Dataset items
┌──

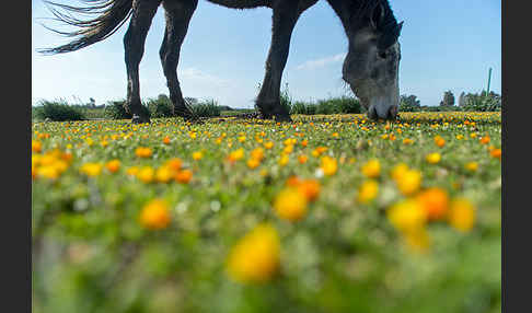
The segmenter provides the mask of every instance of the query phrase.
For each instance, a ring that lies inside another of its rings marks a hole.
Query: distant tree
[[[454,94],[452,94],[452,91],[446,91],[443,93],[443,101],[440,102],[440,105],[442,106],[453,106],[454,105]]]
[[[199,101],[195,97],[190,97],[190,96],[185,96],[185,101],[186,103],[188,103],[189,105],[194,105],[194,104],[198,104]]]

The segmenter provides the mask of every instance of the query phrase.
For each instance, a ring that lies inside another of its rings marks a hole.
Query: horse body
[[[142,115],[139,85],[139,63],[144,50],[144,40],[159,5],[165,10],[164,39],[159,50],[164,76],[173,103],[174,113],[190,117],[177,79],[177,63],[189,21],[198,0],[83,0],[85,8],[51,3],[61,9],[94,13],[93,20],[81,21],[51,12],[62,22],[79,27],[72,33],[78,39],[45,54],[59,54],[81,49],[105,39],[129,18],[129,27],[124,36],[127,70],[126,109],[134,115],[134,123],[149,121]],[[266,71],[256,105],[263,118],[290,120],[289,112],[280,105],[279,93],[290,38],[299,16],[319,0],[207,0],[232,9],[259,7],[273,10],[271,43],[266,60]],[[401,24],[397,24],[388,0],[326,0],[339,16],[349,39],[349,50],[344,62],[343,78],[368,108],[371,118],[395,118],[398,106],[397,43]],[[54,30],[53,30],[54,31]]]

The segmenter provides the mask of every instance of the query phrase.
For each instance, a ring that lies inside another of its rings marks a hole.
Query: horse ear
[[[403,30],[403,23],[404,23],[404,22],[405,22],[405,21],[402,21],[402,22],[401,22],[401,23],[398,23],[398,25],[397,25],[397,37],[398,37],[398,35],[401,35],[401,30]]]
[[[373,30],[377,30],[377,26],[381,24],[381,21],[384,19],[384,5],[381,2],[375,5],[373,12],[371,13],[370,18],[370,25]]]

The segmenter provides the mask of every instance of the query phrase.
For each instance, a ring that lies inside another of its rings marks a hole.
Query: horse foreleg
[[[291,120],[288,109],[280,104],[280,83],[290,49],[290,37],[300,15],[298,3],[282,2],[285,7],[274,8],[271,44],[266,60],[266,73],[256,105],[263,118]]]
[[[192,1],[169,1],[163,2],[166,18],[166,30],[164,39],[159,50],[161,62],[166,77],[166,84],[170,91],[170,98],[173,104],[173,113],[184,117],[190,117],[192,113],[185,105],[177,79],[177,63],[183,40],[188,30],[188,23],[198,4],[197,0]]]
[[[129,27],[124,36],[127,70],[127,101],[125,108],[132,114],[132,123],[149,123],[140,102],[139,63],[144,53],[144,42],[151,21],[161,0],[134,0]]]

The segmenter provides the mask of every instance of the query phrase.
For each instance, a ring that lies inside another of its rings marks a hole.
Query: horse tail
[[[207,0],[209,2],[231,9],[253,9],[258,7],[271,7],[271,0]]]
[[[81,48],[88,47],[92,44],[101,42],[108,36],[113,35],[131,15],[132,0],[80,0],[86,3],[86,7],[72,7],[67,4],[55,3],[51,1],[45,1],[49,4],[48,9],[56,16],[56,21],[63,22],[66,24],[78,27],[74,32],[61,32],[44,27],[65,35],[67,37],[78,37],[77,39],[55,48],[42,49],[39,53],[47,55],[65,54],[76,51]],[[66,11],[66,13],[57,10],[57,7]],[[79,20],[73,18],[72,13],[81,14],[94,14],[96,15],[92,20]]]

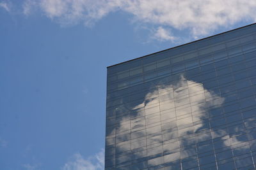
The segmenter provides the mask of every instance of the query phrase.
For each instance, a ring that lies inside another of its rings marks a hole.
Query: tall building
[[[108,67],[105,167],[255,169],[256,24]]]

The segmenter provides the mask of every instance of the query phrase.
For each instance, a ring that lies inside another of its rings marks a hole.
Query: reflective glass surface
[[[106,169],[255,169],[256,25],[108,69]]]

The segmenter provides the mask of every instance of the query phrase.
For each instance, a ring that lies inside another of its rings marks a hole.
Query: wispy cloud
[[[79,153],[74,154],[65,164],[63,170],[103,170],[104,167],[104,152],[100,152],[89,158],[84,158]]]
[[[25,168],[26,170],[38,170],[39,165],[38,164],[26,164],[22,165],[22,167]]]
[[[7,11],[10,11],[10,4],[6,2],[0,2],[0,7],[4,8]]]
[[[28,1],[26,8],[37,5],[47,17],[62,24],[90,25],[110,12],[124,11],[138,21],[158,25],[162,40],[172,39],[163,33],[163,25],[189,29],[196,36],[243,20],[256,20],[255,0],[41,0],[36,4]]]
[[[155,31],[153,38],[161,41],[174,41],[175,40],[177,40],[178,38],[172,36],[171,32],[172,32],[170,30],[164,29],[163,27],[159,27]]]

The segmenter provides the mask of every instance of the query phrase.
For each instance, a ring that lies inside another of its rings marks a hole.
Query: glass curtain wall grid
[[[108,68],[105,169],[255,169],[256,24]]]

└──
┌──

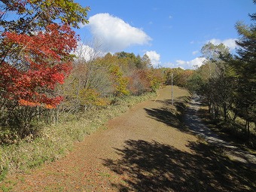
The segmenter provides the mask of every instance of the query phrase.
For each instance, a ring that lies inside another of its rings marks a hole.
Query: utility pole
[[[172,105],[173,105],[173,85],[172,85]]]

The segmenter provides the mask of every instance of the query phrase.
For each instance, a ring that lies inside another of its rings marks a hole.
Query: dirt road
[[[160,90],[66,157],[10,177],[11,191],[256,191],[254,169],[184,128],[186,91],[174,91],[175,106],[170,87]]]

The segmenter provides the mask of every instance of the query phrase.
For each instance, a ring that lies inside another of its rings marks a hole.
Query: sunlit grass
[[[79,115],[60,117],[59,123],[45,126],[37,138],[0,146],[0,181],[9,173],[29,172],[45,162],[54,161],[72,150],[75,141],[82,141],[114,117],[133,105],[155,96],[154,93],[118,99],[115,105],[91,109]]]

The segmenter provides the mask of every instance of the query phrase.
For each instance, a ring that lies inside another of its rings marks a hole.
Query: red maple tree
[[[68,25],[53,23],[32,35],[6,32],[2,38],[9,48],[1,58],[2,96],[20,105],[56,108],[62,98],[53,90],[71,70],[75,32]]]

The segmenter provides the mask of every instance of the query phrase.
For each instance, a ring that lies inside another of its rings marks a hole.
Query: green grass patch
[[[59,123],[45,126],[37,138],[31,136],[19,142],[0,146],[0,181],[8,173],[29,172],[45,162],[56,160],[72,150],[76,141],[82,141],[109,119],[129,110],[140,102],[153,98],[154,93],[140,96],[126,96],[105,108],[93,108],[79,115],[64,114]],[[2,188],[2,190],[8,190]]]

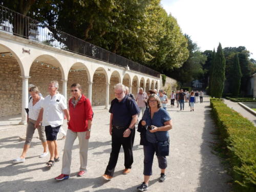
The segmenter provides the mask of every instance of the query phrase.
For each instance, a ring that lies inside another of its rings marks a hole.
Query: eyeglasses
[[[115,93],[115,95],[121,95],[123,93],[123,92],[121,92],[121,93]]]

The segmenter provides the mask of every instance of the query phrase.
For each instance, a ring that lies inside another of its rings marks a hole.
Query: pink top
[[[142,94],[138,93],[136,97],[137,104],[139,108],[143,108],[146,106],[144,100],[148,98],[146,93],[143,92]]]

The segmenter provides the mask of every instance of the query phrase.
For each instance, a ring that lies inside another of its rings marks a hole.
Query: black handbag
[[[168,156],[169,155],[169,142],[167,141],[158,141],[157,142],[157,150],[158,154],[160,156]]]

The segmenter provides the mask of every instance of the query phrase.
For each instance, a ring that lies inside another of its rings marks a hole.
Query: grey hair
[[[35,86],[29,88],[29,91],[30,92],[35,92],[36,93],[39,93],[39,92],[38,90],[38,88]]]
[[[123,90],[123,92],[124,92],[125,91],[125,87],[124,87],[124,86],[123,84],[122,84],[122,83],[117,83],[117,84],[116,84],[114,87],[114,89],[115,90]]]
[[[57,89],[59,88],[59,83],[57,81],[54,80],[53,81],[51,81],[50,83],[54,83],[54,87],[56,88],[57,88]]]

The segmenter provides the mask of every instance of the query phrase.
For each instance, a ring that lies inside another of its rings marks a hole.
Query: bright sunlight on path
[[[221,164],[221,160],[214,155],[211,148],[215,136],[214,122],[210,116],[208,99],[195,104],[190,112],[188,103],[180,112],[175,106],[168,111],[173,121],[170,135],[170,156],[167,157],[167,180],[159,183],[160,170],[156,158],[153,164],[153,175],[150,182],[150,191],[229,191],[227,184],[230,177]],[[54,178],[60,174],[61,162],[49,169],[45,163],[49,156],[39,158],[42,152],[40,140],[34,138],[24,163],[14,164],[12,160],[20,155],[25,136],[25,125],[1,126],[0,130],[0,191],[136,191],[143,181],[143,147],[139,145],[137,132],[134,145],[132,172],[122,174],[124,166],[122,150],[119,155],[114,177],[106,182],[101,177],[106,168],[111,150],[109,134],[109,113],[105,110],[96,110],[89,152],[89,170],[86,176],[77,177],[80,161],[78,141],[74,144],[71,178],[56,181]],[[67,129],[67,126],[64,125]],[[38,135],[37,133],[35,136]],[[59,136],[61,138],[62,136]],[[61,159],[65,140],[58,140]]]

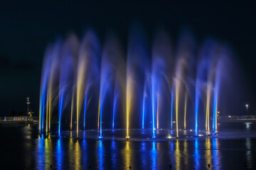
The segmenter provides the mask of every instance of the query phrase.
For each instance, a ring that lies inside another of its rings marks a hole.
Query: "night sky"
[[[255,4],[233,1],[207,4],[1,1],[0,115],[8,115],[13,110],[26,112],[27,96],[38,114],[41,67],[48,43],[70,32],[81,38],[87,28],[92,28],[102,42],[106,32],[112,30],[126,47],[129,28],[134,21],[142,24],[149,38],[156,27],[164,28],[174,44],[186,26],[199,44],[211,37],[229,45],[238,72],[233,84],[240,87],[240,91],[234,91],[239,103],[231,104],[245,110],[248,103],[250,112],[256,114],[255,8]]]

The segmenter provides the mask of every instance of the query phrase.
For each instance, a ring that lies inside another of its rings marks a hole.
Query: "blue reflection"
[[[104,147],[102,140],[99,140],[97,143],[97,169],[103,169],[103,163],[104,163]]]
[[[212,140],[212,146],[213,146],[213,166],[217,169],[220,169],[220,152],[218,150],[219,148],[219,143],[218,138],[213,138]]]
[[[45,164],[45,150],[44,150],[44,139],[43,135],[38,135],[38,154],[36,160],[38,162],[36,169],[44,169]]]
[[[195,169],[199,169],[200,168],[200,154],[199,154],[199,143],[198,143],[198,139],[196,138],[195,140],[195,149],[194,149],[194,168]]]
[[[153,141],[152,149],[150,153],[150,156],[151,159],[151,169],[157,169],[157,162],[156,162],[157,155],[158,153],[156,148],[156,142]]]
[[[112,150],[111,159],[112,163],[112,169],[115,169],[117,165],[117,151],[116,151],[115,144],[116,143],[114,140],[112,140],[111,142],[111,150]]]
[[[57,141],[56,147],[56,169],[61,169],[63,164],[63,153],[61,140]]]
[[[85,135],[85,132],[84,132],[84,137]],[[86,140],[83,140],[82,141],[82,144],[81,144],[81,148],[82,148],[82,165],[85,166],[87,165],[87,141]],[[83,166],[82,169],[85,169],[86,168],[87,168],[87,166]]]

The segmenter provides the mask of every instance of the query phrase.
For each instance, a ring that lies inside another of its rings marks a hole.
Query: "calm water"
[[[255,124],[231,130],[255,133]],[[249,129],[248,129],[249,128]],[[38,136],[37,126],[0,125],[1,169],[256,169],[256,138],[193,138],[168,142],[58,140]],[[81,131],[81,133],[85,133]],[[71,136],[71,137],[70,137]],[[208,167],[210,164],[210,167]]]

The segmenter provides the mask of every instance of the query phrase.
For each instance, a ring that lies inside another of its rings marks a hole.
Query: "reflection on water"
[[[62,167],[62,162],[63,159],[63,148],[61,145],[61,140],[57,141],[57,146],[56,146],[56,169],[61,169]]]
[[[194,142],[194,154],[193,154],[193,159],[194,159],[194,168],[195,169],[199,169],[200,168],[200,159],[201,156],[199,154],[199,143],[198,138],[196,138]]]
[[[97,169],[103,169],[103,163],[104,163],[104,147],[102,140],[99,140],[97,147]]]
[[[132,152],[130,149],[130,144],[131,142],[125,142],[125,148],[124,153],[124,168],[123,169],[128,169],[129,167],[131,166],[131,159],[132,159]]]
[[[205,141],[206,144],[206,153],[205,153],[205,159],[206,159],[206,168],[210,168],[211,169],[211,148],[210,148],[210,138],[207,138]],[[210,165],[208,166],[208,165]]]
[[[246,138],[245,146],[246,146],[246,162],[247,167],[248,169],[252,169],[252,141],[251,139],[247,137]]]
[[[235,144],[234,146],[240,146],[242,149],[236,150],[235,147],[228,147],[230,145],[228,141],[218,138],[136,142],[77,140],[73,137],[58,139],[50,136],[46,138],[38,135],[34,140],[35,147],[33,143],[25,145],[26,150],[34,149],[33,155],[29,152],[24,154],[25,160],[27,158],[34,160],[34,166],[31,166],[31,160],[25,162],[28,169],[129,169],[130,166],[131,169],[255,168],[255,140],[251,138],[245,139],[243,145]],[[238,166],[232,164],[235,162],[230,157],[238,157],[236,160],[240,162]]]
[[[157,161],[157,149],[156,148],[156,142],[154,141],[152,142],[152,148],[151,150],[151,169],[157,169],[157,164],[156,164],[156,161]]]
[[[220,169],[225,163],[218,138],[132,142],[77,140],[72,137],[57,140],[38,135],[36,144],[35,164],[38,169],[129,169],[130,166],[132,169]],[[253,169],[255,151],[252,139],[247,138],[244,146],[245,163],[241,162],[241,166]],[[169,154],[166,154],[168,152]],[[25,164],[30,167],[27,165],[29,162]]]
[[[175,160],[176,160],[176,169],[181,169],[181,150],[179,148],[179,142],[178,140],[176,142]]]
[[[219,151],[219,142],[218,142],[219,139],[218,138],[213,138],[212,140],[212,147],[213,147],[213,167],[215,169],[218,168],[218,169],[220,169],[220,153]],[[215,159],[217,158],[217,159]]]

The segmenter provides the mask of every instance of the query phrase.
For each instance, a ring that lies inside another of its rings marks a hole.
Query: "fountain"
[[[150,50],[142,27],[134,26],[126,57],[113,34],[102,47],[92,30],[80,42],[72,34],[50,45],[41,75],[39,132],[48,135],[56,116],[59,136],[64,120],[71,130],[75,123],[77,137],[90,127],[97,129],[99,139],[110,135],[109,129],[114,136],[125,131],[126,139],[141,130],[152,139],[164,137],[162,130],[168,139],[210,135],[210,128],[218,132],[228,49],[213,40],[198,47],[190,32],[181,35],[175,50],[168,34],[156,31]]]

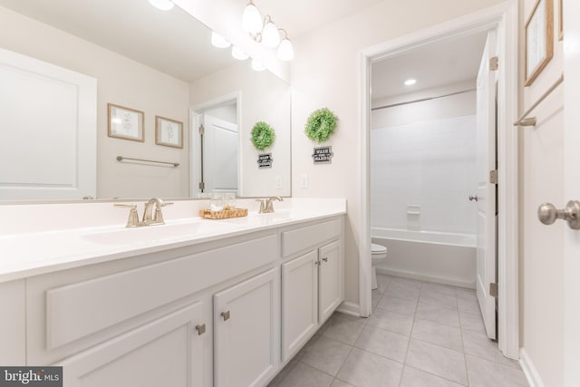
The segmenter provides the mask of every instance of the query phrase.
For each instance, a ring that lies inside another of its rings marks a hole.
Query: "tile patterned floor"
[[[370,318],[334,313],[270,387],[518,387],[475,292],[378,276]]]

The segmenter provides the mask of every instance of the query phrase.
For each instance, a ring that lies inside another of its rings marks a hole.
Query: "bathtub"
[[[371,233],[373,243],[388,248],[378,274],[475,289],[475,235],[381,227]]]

└──
┌──

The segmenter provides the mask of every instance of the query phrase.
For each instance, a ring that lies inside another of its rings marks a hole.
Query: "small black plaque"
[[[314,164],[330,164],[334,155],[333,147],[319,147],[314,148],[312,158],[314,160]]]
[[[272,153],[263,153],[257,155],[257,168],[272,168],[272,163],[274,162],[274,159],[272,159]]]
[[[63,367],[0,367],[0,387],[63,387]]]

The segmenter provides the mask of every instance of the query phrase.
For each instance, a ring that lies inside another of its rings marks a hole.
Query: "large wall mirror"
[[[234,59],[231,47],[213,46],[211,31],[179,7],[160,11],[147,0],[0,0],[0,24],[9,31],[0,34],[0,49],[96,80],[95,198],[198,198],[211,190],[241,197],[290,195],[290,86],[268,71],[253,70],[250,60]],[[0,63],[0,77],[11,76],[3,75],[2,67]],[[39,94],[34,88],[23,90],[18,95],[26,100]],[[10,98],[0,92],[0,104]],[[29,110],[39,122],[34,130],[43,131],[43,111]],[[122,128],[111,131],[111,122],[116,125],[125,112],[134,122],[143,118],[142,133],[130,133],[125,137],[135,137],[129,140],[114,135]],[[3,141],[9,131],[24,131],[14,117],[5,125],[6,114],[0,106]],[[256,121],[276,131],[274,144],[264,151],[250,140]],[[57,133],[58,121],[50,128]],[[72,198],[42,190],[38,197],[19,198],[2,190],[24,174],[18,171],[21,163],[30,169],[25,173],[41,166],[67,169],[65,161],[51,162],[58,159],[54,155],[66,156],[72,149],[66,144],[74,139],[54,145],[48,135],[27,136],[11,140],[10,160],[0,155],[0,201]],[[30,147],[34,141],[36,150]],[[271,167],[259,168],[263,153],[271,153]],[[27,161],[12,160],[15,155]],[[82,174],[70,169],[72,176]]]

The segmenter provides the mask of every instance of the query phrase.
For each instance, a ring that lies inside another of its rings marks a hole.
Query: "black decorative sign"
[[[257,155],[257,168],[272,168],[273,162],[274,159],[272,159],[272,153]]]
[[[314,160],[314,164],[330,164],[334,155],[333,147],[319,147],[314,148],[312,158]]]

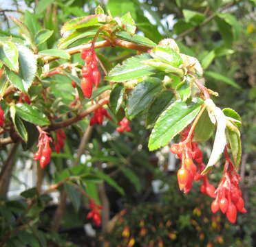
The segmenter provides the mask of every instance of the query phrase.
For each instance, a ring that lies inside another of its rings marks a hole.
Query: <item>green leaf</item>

└──

Please report every line above that contains the string "tree", copying each one in full. Treat uppercase and lowercase as different.

Query: distant tree
Query: red maple tree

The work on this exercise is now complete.